**Set problem**. Repeat each line of the material exactly.

**Provided data**.
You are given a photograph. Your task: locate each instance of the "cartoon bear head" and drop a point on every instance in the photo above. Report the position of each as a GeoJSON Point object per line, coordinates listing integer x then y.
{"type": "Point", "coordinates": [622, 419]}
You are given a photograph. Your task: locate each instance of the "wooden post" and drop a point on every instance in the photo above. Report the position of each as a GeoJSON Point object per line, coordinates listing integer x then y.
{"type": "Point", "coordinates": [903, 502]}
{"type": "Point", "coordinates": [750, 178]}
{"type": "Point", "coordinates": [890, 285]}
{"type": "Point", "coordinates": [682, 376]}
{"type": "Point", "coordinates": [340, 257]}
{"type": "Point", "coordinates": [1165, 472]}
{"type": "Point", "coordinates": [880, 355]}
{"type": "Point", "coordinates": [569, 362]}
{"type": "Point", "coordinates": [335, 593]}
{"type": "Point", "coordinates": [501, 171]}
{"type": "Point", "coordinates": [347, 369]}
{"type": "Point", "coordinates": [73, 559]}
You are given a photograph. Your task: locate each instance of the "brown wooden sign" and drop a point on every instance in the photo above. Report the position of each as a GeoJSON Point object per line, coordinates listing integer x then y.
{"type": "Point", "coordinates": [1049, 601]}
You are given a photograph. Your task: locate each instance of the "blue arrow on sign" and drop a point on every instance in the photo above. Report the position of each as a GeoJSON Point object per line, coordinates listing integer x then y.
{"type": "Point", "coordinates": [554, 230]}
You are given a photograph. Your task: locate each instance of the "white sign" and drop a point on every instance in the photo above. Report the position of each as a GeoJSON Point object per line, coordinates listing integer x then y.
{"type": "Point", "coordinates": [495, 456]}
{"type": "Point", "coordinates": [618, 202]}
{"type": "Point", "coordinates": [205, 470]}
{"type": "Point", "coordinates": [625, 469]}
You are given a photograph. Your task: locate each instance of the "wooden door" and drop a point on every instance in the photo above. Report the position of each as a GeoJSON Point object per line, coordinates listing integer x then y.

**Response**.
You are given a photograph. Your task: locate each instance of the "cartoon bear head" and drop a point on every instance in the photo above. Report the position of each as a GeoJSON Point object per line, coordinates listing integer x then y.
{"type": "Point", "coordinates": [622, 419]}
You are given a photograph. Your task: locate each instance of the "wooden post" and drop a point on every instance in the photo above. Report the position of each as a GeoJSON Point object per line, coordinates listing integer x then y.
{"type": "Point", "coordinates": [903, 502]}
{"type": "Point", "coordinates": [750, 178]}
{"type": "Point", "coordinates": [890, 285]}
{"type": "Point", "coordinates": [682, 376]}
{"type": "Point", "coordinates": [340, 257]}
{"type": "Point", "coordinates": [1165, 472]}
{"type": "Point", "coordinates": [880, 355]}
{"type": "Point", "coordinates": [569, 362]}
{"type": "Point", "coordinates": [335, 593]}
{"type": "Point", "coordinates": [501, 171]}
{"type": "Point", "coordinates": [347, 369]}
{"type": "Point", "coordinates": [73, 559]}
You are given a photograph. Your task: locate each instance of the "brown wooden sign" and drop a point on every instance in the photo above. Report the position of each as a GeoJSON Point object per line, coordinates listing integer x then y.
{"type": "Point", "coordinates": [1049, 601]}
You are given a photograph. Your task: locate each instance of the "blue arrow on sign" and drop a point on every instance in the photo above. Report the position of each as a GeoJSON Point object per line, coordinates listing integer x then y.
{"type": "Point", "coordinates": [554, 230]}
You are given a photograph. Your task: locate each instance of the "white sign" and drop a point on every instance in the photo above. Report the position of each as a GeoJSON Point object per line, coordinates listing integer x then y.
{"type": "Point", "coordinates": [495, 456]}
{"type": "Point", "coordinates": [618, 202]}
{"type": "Point", "coordinates": [205, 470]}
{"type": "Point", "coordinates": [625, 469]}
You are given a photograph. Your task: locate each instance of the "wooden door" and drop a point on every instance in the photo above. Report the position of each as a GeoJSON Point object per line, coordinates listing integer x then y.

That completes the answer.